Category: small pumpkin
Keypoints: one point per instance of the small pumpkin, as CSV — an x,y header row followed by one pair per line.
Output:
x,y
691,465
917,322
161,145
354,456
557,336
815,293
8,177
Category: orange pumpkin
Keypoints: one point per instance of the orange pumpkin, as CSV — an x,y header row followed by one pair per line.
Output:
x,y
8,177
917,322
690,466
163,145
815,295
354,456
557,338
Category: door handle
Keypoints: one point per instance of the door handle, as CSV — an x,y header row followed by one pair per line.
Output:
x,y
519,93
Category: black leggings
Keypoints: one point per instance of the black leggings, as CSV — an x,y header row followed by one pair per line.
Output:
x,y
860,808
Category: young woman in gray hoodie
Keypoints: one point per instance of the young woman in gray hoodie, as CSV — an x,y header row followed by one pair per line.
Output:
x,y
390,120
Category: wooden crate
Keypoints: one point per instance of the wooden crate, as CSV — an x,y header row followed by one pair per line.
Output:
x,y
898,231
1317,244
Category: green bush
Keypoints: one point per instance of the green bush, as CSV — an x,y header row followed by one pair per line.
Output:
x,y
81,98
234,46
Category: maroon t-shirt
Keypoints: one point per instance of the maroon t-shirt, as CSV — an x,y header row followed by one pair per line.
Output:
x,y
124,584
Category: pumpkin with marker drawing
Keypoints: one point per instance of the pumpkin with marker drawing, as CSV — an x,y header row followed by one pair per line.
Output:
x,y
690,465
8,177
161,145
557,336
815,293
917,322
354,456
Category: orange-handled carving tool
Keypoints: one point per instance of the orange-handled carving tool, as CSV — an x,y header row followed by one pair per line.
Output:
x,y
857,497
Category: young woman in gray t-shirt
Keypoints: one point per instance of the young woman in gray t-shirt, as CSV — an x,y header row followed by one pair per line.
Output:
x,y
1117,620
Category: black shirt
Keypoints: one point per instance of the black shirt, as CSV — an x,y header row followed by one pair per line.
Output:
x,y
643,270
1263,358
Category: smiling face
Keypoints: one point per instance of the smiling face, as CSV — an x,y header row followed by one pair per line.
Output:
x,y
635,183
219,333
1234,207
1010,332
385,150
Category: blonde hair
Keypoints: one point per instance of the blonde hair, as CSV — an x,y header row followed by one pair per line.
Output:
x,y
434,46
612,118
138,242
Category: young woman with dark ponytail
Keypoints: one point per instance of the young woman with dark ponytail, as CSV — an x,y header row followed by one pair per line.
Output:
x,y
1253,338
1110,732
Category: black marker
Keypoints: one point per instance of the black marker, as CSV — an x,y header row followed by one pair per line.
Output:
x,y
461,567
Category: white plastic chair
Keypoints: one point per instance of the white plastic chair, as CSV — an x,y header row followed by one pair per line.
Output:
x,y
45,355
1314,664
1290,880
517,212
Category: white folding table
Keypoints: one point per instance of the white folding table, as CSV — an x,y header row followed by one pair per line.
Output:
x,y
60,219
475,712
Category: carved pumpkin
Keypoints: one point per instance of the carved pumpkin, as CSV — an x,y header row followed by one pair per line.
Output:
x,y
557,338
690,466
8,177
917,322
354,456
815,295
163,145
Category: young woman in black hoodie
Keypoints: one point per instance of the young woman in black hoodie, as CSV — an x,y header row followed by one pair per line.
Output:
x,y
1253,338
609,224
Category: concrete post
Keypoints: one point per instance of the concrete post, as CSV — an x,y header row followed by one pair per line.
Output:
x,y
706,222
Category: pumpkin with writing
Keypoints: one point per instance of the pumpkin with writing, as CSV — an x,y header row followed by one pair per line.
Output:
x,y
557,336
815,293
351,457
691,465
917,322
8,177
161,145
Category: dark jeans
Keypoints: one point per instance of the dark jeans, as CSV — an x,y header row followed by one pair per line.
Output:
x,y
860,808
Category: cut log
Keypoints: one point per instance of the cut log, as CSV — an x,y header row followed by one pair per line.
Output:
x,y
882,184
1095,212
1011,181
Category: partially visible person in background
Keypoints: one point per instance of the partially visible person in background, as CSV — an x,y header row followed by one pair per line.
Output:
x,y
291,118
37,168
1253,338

----

THE EXERCISE:
Only the lines from the one containing "Category: black marker" to the end of the data should be printed, exactly as they stand.

RESPONSE TO THIS EXERCISE:
Category: black marker
Keypoints: one point per instance of the black marker, as CSV — an x,y header row followed by one pair per line.
Output:
x,y
461,567
Category: white plastic chair
Keypoints: one point per instance of the white plastic chair, as CSV — an x,y header row followed by one pair per line.
Output:
x,y
45,355
1314,664
1290,880
517,212
Category: white folding table
Keypoints: one point per instance of the white folding table, as CSV — an x,y header row followed by one pair per line.
Output:
x,y
60,219
475,712
Category: carved pumpkin
Keypoints: one point per instance of the carved pumpkin, as CSV — an x,y header row followed by one pair per line.
Output:
x,y
557,338
690,466
8,177
917,322
354,456
815,295
163,145
Category: young woman in black hoodie
Keypoints: one point per instance of the young woman in black hoodie, as CSV — an x,y header row followed by one pair per line.
Output:
x,y
1253,338
609,224
Category: concrete post
Keypoints: one point per instance of the concrete post, as CSV — an x,y header row followed by one pair per line.
Output:
x,y
706,222
Category: pumpkin with writing
Keypoints: one point per instance of the pumpkin with writing, as CSV — an x,y header row followed by one pair per line.
Output:
x,y
557,336
815,293
351,457
691,465
917,322
8,177
161,145
Category: dark jeans
Keypoints: one point per instance of the dark jeans, as CSV — an x,y header row followed by one pair per line.
Output:
x,y
860,808
Category: cut log
Keypoints: one point per instance of the cut log, as CSV — an x,y header row followed by one pair per line.
Output:
x,y
882,184
1095,212
1011,181
Category: partially visible person in background
Keypoints: one point per instance of the partially visible person in background, as CSV — an x,y header row followed by one pair per line.
Output:
x,y
291,118
37,168
1253,338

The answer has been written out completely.